| PASSAGE SHOWN |
Building Anomalous Detections
With some provided telemetry, sometimes it’s difficult to determine if an action is malicious or just an engineer doing their job. For example, building an alert on just whenever a key vault item is retrieved could be a poor detection because it’s typical for an engineer to retrieve that key vault item every day in that environment. However, if that engineer then retrieves 50 other key vault items, that is something anomalous and something that should be investigated. Building a detection based on anomalous behavior can be straightforward for actions that occur rarely, but building an anomalous detection for something that occurs often can be challenging. By monitoring activity via KQL, a baseline can be established and then that baseline can be later referenced in the same query to return any outliers, suggesting anomalous activity.
Take an example of an engineer who typically retrieves a key vault secret 5 times a day.
let EventCountThreshold = 5;
let OperationList = dynamic(["SecretGet", "KeyGet", "VaultGet"]);
let KeyVaultGetEvents48 = AzureDiagnostics
| where TimeGenerated > ago(48h)
| where TimeGenerated < ago(24h)
| where ResourceProvider == "MICROSOFT.KEYVAULT"
| where OperationName in (OperationList)

| TASKS TO CARRY OUT |
1 – In the anomalous detections passage, how many times a day does the example engineer typically retrieve a key vault secret?
2 – Extend the anomalous detections passage, picking up right after its final line.
The data that comes next has no connection to the anomalous detections passage.

| PROVIDED MATERIAL |
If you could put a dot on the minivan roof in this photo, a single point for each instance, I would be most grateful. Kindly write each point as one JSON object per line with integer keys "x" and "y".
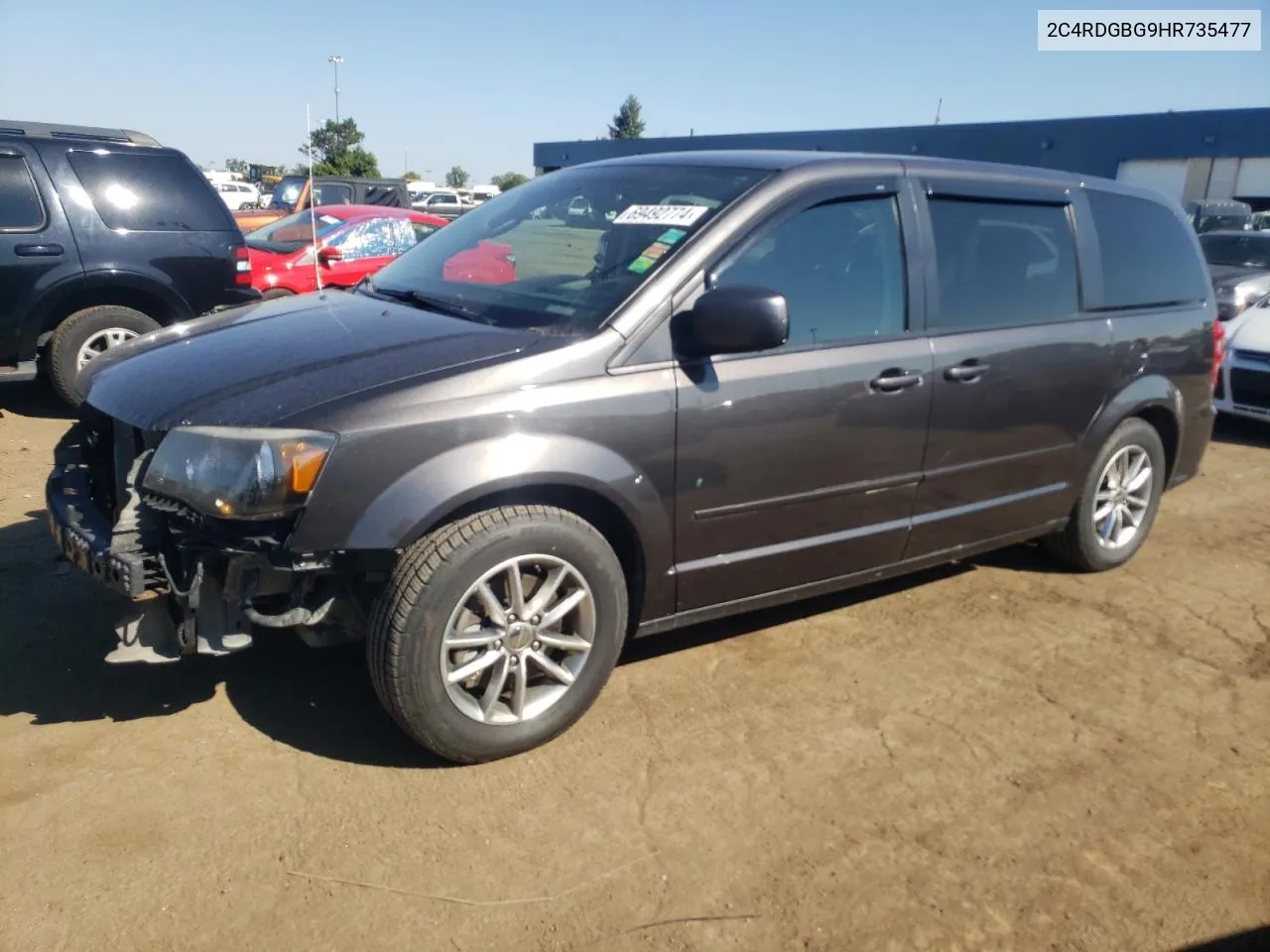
{"x": 784, "y": 160}
{"x": 46, "y": 130}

| PER-TASK OUTPUTS |
1 – Five times a day.

2 –
| summarize Count48 = count() by OperationName, identity_claim_appid_g
| where Count48 > EventCountThreshold;
First, this query sets a threshold of 5, meaning only look at the following KeyVault operations that have occurred more than 5 times in the last 48 hours. Then, it establishes a variable called ‘Count48’, which will retrieve all-time times a specific user gathered a KeyVault item. For the example engineer, that count is 5.
This query represents establishing a baseline of activity from 48 hours ago, to 24 hours ago. In other words, it represents the activity from two days ago up to one day ago. Now, this baseline data can then be referenced for activity over the past 24 hours and compared. Since the engineer typically will retrieve 5 items a day, the expected count for the past 24 hours should also be ‘5’. If the count for the past 24 hours is not 5 and if the percentage difference is greater than a 20% difference, the query will return the ID of the engineer and the percentage difference.
let KeyVaultGetEvents24 = AzureDiagnostics
| where TimeGenerated > ago(24h)
| where ResourceProvider == "MICROSOFT.KEYVAULT"
| where OperationName in (OperationList)
| where not(identity_claim_appid_g in (AllowedAppId))
| summarize Count24 = count() by OperationName, identity_claim_appid_g
| where Count24 > EventCountThreshold;
KeyVaultGetEvents48
| join kind=inner KeyVaultGetEvents24 on identity_claim_appid_g
| extend PercentageDifference = round(((todouble(Count24) - todouble(Count48)) / todouble(Count48)) * 100, 2)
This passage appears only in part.